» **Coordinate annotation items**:
Begin
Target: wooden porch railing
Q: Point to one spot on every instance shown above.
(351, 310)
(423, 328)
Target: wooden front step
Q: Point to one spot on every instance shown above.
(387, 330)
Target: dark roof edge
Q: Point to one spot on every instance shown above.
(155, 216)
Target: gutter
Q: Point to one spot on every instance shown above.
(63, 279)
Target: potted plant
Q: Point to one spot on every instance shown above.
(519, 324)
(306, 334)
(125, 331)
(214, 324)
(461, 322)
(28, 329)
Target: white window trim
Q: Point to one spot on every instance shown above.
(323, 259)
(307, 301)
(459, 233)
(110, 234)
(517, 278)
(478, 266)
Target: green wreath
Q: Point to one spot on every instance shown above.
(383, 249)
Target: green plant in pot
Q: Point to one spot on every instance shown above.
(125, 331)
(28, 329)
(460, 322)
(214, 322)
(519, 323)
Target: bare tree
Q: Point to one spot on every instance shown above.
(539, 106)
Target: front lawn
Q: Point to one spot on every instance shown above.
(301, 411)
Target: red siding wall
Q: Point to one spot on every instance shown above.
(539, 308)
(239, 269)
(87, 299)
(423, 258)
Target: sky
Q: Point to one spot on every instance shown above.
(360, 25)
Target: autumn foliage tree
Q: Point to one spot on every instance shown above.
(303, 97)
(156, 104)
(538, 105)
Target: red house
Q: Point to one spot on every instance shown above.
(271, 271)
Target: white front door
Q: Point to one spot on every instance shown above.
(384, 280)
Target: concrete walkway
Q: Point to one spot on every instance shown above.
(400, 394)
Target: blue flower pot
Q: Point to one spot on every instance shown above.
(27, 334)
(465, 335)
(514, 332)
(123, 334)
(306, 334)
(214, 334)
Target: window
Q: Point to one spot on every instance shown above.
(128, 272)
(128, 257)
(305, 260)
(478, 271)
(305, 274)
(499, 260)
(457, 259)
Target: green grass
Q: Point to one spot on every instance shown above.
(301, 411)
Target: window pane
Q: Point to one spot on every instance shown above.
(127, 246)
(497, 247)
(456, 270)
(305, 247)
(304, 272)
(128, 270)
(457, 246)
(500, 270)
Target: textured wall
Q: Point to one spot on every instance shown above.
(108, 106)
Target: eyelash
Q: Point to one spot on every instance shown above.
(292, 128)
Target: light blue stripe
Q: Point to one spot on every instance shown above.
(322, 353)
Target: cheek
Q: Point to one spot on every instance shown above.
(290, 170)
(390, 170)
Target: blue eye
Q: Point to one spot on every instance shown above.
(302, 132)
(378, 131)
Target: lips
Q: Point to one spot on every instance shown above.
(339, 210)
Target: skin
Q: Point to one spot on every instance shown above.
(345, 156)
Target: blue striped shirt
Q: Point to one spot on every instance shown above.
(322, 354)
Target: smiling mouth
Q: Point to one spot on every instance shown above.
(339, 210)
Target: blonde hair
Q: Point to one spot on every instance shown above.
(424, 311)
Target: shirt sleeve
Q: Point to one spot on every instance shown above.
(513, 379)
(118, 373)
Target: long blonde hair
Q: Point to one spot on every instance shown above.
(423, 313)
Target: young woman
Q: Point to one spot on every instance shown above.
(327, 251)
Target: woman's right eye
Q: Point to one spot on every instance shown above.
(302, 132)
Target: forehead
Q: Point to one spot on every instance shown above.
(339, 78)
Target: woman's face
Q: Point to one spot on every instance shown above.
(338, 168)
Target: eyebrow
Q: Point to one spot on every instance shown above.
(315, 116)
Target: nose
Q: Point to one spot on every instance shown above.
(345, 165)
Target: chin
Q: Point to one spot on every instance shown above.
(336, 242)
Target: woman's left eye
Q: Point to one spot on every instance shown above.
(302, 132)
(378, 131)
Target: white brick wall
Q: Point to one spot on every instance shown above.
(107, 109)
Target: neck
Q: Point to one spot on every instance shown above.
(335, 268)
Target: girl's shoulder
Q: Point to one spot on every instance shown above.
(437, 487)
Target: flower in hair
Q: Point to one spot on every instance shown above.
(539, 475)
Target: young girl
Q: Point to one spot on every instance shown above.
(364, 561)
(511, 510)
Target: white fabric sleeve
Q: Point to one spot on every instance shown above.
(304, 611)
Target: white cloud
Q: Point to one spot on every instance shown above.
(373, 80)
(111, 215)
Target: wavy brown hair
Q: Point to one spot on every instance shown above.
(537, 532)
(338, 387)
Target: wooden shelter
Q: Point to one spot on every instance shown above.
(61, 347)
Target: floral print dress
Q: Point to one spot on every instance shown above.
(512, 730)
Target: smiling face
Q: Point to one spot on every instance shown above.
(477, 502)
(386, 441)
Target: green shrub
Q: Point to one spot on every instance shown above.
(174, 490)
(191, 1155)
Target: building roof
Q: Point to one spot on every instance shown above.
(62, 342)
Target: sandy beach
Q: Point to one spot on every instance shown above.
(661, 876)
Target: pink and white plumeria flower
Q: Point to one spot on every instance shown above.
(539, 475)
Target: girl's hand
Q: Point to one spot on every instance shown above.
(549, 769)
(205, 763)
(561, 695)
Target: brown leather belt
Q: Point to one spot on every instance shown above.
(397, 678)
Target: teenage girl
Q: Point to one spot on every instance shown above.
End
» **DESCRIPTION OF THE TASK**: Format every line of the items above as a numbered list, leaving out blank lines.

» **OUTPUT FOR THIS EXERCISE**:
1. Target: wooden porch railing
2. Q: Point to one spot on every instance shown above.
3. (351, 310)
4. (423, 328)
5. Target: wooden front step
6. Q: Point to one spot on every instance shown above.
7. (387, 330)
8. Target: dark roof edge
9. Q: Point to one spot on every instance shown above.
10. (155, 216)
11. Target: gutter
12. Q: Point to one spot on every instance shown above.
13. (63, 279)
14. Target: potted plant
15. Q: Point to one spot on every instance shown above.
16. (519, 324)
17. (306, 334)
18. (125, 331)
19. (214, 324)
20. (461, 322)
21. (28, 329)
22. Target: white window trim
23. Q: Point to one spot on every instance shown above.
24. (323, 259)
25. (307, 301)
26. (459, 233)
27. (110, 234)
28. (517, 278)
29. (478, 266)
30. Target: green wreath
31. Q: Point to one spot on every instance shown above.
32. (383, 249)
33. Target: green plant in pot
34. Q: Point to one spot on every instance shown above.
35. (125, 331)
36. (28, 329)
37. (460, 322)
38. (214, 322)
39. (519, 323)
40. Target: bare tree
41. Q: Point to one spot on every instance shown above.
42. (539, 106)
43. Target: front lawn
44. Q: Point to one spot on every instance shown above.
45. (301, 411)
46. Target: red siding wall
47. Q: Point to one spot on every instance shown above.
48. (539, 308)
49. (239, 269)
50. (87, 299)
51. (423, 258)
52. Target: sky
53. Q: Point to one spot on every instance shown above.
54. (360, 25)
55. Target: autumn foliage tree
56. Q: Point to one spot on every instance shown above.
57. (303, 97)
58. (156, 104)
59. (538, 105)
60. Target: red house
61. Q: Point to one spot on every instance shown above.
62. (271, 271)
63. Target: white front door
64. Q: Point to one spot on every instance shown above.
65. (384, 280)
66. Target: concrete walkway
67. Q: Point to one spot on every instance shown above.
68. (400, 394)
69. Target: blue flower pot
70. Q: Point to one spot on every instance shown above.
71. (27, 334)
72. (465, 335)
73. (514, 332)
74. (123, 334)
75. (306, 334)
76. (214, 334)
77. Target: window
78. Q: Point to one spot on every instance shown above.
79. (128, 272)
80. (128, 257)
81. (305, 260)
82. (478, 271)
83. (305, 274)
84. (499, 260)
85. (457, 259)
86. Target: green grass
87. Q: Point to one spot on every instance shown above.
88. (301, 411)
89. Target: window pane
90. Q: Point to one spot on every instance shown above.
91. (127, 246)
92. (497, 247)
93. (456, 270)
94. (305, 247)
95. (304, 272)
96. (128, 270)
97. (457, 246)
98. (500, 270)
99. Target: textured wall
100. Q: Point to one spot on every instance shown above.
101. (108, 106)
102. Target: eyelash
103. Q: Point to one spot on every instance shown above.
104. (292, 128)
105. Target: light blue stripe
106. Q: Point to one spot on every instance shown above.
107. (322, 353)
108. Target: cheek
109. Q: Point to one spot on every instance shown above.
110. (290, 170)
111. (390, 170)
112. Target: blue eye
113. Q: Point to one spot on every instance shown above.
114. (302, 132)
115. (378, 131)
116. Target: lips
117. Q: Point to one spot on every instance shown above.
118. (339, 210)
119. Target: skin
120. Q: Point to one spot on every instance shown above.
121. (345, 156)
122. Target: blue striped shirt
123. Q: Point to one spot on every instance shown above.
124. (322, 354)
125. Target: smiling mouth
126. Q: Point to one spot on every instance shown above.
127. (339, 210)
128. Target: blonde hair
129. Q: Point to one spot on every instance shown above.
130. (424, 311)
131. Target: shirt sleeve
132. Q: Point to one spot on every instance shown above.
133. (513, 379)
134. (118, 373)
135. Target: long blonde hair
136. Q: Point to one spot on every instance shown above.
137. (423, 313)
138. Target: young woman
139. Q: Point to one spot on every instance shown above.
140. (327, 251)
141. Target: woman's right eye
142. Q: Point to one spot on every instance shown above.
143. (302, 132)
144. Target: forehead
145. Q: Point to one spot on every instance shown above.
146. (339, 78)
147. Target: woman's face
148. Q: Point to one spot on every instance shown above.
149. (338, 168)
150. Target: eyebrow
151. Q: Point to one spot on every instance shown above.
152. (315, 116)
153. Target: nose
154. Q: Point to one spot on every instance shown above.
155. (345, 165)
156. Target: chin
157. Q: Point to one spot on every instance shown above.
158. (336, 242)
159. Target: woman's left eye
160. Q: Point to one spot on every instance shown above.
161. (302, 132)
162. (378, 131)
163. Target: white brick wall
164. Q: Point to one spot on every instance shown above.
165. (107, 109)
166. Target: neck
167. Q: Point to one spot on every instance shown above.
168. (335, 268)
169. Target: girl's shoulder
170. Q: Point to one spot on every instance shown above.
171. (437, 487)
172. Target: flower in hair
173. Q: Point to one spot on every instance shown above.
174. (539, 475)
175. Target: young girl
176. Q: Point to one spot on every instance shown above.
177. (364, 561)
178. (511, 510)
179. Target: white fabric sleeve
180. Q: Point to one spot on every instance shown above.
181. (304, 611)
182. Target: white cloud
183. Q: Point to one spot on every instance shown above.
184. (373, 80)
185. (111, 215)
186. Target: wavy brown hair
187. Q: Point to one spot on every instance shown above.
188. (537, 532)
189. (338, 387)
190. Target: wooden shelter
191. Q: Point to one spot on every instance shown above.
192. (61, 347)
193. Target: floral print dress
194. Q: Point to one spot on every instance shown above.
195. (512, 730)
196. Target: smiling face
197. Q: Point to one spot on every instance shown above.
198. (477, 502)
199. (386, 441)
200. Target: green shrub
201. Q: Point to one spot on every instance shown above.
202. (174, 490)
203. (191, 1155)
204. Target: building roof
205. Q: Point to one spot on every instance shown above.
206. (62, 342)
207. Target: sandy beach
208. Q: Point to one spot on every instance shown above.
209. (661, 876)
210. Target: pink and white plumeria flower
211. Q: Point to one spot on every instance shown above.
212. (539, 475)
213. Target: girl's hand
214. Q: Point to one spot on every instance shown above.
215. (549, 769)
216. (205, 763)
217. (561, 695)
218. Target: brown leather belt
219. Q: Point to one spot on every instance shown above.
220. (397, 678)
221. Target: teenage girl
222. Q: Point to one spot on every instance shown above.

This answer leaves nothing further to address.